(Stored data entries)

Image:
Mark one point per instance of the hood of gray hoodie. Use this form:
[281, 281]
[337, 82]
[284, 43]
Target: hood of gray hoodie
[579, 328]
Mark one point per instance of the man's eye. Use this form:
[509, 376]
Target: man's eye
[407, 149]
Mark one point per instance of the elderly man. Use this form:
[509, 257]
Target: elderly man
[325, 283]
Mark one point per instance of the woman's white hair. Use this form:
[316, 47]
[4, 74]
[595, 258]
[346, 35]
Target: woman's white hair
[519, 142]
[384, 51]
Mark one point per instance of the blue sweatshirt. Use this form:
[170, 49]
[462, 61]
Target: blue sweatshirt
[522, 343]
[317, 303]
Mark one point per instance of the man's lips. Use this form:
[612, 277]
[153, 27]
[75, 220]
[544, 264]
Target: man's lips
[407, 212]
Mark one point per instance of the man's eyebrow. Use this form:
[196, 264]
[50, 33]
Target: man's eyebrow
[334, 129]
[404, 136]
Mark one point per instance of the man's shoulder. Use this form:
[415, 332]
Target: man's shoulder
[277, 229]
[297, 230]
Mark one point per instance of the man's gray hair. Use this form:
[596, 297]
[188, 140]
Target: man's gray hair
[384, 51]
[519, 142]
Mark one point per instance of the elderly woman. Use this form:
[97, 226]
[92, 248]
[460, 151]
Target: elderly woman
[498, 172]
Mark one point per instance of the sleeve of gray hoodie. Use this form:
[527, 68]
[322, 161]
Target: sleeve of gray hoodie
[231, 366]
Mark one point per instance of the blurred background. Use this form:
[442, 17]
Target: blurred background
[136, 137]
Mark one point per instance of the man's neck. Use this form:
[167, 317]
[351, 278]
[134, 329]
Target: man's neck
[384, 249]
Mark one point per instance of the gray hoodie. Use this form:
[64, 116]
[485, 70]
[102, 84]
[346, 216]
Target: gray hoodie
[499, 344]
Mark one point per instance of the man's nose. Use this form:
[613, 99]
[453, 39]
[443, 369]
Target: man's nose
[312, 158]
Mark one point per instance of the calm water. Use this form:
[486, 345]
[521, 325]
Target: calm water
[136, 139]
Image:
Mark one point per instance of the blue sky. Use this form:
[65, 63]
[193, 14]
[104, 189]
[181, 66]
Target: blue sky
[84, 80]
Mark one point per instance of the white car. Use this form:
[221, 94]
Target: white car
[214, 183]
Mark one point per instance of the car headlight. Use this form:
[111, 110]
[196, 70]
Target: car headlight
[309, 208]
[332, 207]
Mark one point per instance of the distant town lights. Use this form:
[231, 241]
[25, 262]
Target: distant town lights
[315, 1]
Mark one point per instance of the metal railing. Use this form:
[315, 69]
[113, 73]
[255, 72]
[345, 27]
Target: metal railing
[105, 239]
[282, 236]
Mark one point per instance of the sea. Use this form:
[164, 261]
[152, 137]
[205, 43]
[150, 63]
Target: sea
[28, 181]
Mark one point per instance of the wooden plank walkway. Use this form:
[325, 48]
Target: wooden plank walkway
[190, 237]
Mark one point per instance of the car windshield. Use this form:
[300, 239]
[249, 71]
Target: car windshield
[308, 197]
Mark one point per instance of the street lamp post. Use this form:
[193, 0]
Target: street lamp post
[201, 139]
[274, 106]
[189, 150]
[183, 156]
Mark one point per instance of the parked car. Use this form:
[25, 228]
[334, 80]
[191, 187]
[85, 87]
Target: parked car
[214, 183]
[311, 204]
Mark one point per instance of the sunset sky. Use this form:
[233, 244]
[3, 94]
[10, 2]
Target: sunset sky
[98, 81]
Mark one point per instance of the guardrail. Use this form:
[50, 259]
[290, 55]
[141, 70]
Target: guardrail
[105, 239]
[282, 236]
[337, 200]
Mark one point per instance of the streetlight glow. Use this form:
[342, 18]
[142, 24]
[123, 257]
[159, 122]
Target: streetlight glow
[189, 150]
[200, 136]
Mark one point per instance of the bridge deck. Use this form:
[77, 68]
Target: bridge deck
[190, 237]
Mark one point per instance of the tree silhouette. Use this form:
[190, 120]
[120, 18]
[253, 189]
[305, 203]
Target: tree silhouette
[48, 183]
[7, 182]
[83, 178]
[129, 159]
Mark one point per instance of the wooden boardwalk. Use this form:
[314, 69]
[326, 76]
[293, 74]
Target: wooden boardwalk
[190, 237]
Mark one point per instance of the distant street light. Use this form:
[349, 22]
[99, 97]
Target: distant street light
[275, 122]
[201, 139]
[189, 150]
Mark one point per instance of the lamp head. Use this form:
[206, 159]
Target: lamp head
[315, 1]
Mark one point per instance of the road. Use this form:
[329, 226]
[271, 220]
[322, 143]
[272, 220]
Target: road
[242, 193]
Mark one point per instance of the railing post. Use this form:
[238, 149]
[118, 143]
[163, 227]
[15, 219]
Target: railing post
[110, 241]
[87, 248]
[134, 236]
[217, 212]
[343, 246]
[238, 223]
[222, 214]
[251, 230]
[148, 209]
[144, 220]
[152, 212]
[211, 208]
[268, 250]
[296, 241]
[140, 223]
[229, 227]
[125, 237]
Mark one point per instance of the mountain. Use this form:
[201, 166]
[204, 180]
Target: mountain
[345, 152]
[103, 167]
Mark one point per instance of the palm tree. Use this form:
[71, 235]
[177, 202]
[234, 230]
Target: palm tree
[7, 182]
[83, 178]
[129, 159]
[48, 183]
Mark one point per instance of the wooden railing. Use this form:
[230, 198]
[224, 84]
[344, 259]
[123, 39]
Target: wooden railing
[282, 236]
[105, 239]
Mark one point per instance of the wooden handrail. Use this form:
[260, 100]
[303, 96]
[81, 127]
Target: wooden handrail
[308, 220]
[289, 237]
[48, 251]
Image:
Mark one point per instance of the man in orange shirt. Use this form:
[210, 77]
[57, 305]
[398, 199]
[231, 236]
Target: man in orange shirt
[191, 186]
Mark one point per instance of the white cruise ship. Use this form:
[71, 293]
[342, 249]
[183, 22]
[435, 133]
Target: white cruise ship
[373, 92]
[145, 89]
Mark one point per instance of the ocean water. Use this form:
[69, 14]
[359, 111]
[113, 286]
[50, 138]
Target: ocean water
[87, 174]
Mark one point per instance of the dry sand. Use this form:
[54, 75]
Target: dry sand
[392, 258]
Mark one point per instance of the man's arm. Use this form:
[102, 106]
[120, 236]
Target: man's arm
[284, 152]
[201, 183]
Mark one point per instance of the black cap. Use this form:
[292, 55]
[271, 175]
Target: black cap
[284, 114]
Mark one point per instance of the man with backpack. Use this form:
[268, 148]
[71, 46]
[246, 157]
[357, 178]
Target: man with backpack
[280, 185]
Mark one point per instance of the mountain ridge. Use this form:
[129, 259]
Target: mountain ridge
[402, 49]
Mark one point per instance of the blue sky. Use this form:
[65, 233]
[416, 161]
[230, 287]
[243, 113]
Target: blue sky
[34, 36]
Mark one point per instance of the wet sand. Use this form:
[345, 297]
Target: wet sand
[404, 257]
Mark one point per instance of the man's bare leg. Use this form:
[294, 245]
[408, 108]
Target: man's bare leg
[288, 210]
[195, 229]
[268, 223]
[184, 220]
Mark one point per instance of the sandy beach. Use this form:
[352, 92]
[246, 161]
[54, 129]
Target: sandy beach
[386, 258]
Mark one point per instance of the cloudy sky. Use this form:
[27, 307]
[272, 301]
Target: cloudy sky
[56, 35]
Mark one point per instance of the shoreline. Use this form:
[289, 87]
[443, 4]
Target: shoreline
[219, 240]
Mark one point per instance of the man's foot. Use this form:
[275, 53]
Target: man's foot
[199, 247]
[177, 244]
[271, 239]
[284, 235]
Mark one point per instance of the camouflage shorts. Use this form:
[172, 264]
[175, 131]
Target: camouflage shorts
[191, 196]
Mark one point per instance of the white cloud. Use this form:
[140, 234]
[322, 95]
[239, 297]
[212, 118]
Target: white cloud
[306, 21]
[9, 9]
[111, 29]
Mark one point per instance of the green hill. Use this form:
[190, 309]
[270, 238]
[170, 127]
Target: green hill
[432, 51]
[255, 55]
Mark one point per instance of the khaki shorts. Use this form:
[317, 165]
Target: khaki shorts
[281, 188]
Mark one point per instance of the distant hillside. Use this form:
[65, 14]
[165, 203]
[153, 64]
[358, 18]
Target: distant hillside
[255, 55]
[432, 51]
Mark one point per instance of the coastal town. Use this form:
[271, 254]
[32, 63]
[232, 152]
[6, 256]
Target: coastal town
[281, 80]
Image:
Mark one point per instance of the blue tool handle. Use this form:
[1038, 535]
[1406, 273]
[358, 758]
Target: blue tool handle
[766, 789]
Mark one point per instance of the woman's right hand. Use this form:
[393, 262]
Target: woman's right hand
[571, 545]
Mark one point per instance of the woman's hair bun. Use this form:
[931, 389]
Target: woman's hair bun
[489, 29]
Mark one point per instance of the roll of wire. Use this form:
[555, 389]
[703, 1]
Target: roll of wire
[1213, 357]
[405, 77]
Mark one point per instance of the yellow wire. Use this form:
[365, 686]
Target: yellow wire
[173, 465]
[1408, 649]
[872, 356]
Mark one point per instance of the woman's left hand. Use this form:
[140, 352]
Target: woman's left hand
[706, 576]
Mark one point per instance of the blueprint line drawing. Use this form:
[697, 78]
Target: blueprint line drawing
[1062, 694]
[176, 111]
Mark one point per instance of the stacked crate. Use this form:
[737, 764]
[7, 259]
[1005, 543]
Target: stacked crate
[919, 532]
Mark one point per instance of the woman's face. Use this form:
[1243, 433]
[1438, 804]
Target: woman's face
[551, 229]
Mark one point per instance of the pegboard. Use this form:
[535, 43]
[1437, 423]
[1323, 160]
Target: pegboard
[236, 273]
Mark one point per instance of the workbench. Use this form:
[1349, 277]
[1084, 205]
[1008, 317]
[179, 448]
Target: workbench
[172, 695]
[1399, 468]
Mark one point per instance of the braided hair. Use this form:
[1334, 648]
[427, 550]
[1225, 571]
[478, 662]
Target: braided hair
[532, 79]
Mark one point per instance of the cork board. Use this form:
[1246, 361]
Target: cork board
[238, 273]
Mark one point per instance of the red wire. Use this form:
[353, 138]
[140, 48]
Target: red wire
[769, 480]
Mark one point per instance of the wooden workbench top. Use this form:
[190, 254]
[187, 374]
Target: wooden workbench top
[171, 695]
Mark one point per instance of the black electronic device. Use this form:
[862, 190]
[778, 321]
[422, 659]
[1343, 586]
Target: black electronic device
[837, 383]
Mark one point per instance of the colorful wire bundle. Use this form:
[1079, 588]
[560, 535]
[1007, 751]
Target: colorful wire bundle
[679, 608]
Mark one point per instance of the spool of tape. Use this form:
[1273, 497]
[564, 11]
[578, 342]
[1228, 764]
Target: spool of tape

• [Work task]: Return a copy of each line in the records above that has "tape" in it.

• [Answer to this problem]:
Mark one point per instance of the spool of tape. Use this form:
Target: spool of tape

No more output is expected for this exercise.